> [Selected excerpt]
The farther western reaches of Chicagoland are watered by a more substantial stream, the Fox River; the Fox, confined by dams, the Fox waters the Chain O’ Lakes State Park, and its banks are lined with several of the region’s important cities—Elgin, Aurora, and Geneva/St. Charles.
These streams were put to use by the region’s Euro-Americans according to their needs and the streams’ personalities. Chicagoland’s inland waterways have been remodeled so comprehensively that, had Carl Sandburg come to Chicagoland a few years later than he did, he might have called Chicago a city of big shovels. The Chicago and Des Plaines became transportation arteries because they linked Lake Michigan and the Illinois River. The Fox, which unlike the sluggish Chicago ran fast enough to turn water wheels, offered power to early factories. Once crucial to survival, the region’s rivers are today little more than scenic and recreational amenities.
The Chicago River in particular has allowed itself to be bullied by the city. On its original journey toward the lake, it turned sharply southward where the future Michigan Avenue was to cross it, entering the lake at what is now the foot of Madison Street. A more direct path to the lake was blocked by the more or less permanent sandbar that the lake kept putting in its way.
Something like the old CHicago River can be seen today by driving 48 miles to the north, to Illinois Beach State Park. There the Dead River ambles across low-lying beach ridges on its way to the lake, never mustering enough current on most days to keep its own mouth flushed of the sand that lake waves keep piling up in front of it. Only when the blocked river water backs up deeply enough that its pressure is sufficient to break through the sand bar does the Dead River come alive, briefly, after which the process starts anew.
The all-too-alive rivermouth bar at Chicago was a hazard to navigators and an affront to engineers. Army engineers tried to give the river a more conveniently configured mouth by digging through that sandbar. That was first tried in 1833, when the idea was already a generation old; the problem was not permanently fixed until 1875. That fact tells us something about sandbars, and a lot about the federal government's stewardship; the old saw, “Chicago ain’t ready for reform,” could have been said about its namesake river.
Other emendations to the Chicago River followed. Brick-making clay was mined in such amounts from the riverbank on the North Branch between Chicago and North avenues that the beginning of a new channel was created; as this second channel grew, it sliced through a natural bulge in the riverbank at that spot to create Goose Island. The North Branch was straightened in 1904 to make it more ship-friendly; a bend in the South Branch was rerouted in the 1920s to make it more developer-friendly, by making accessible real estate north of Polk Street. (Prematurely, as it turned out; the area wasn’t built on until the 1990s.) The south Fork of the South Branch in the 1930s was filled in south of Pershing Road, as was the whole of the west fork of the South Branch.

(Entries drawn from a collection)
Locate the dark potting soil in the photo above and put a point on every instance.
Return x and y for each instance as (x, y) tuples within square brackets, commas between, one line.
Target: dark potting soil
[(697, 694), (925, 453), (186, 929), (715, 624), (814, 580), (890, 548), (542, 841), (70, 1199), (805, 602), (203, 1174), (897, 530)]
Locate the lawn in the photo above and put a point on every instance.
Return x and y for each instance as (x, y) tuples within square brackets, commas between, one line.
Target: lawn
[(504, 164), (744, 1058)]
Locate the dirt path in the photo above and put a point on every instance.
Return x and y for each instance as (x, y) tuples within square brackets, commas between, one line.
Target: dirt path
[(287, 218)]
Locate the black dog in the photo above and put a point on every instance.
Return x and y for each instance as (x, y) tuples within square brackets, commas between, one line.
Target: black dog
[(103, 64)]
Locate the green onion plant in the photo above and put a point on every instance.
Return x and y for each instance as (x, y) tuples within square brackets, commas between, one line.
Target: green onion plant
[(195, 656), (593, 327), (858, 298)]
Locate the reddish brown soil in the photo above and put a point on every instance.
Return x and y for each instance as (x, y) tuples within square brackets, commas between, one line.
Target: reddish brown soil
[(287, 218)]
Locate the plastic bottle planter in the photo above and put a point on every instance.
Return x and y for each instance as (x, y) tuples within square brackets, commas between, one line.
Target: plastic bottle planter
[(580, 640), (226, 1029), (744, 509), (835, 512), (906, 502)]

> [Stated goal 1] Count the lines of the records that contain the string "onion", treating uppercase and lowercase as different, and reply with the number alone.
> [Stated goal 2] Go on with the passage about Chicagoland's rivers from the point where it stops.

> [Right answer 1] 2

> [Right answer 2]
The Chicago River system’s loss of so much of its riverness is unusual in its degree, but hardly any river in Chicagoland has not been altered, in many cases past the point of recognition. The streams—once one, now three—that drain the Calumet marsh on the Illinois-Indiana border changed course more times in the past century and quarter than an alderman on the take. At presettlement, the Calumet River flowed east out of northwest Indiana, skirting the southern Lake Michigan shore before turning on itself between what are now the towns of Blue Island and Riverdale and flowing back eastward to empty into Lake Michigan at the town of Miller. The river mouth there was often blocked by lake-borne sand; a second channel, thought to have been carved by the many Indian canoes that had been pushed and dragged through the lakefront marshes over the years sometimes carried water from Lake Calumet and Wolf Lake away to Lake Michigan, at what became Calumet Harbor in South Chicago, and causing currents to flow backwards from Miller.
That so much unbuilt-on land so close to Lake Michigan should be served by such a rickety river system offended practical-minded Chicago industrialists. They importuned the U.S. Army Corps of Engineers to turn the sand and mud into a harbor; the Corps concluded that such a project would not return a public benefit worth the cost. Of course, the intent of the project was to supply a private benefit, and Chicago interests pressured the agecncy's Congressional overseers to order the Corps to start digging anyway.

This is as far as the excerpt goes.